### Written problem
Reproduce the data below verbatim, line by line, but omit the pictures.

(Coordinate annotation data)
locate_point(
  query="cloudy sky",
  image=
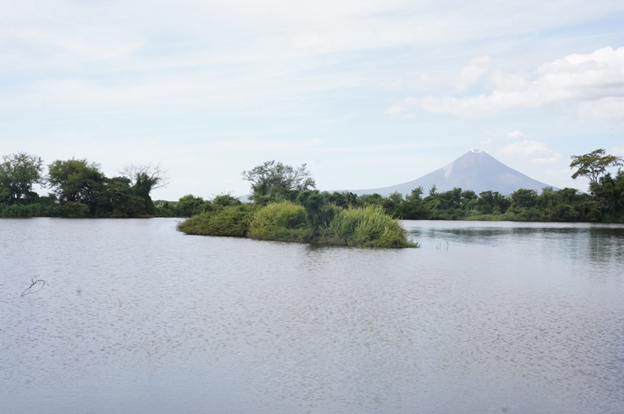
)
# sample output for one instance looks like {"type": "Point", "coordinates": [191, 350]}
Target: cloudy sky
{"type": "Point", "coordinates": [368, 93]}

### Finished exercise
locate_point(
  query="cloudy sky",
  image=
)
# sample output for one instance looks like {"type": "Point", "coordinates": [191, 350]}
Target: cloudy sky
{"type": "Point", "coordinates": [368, 93]}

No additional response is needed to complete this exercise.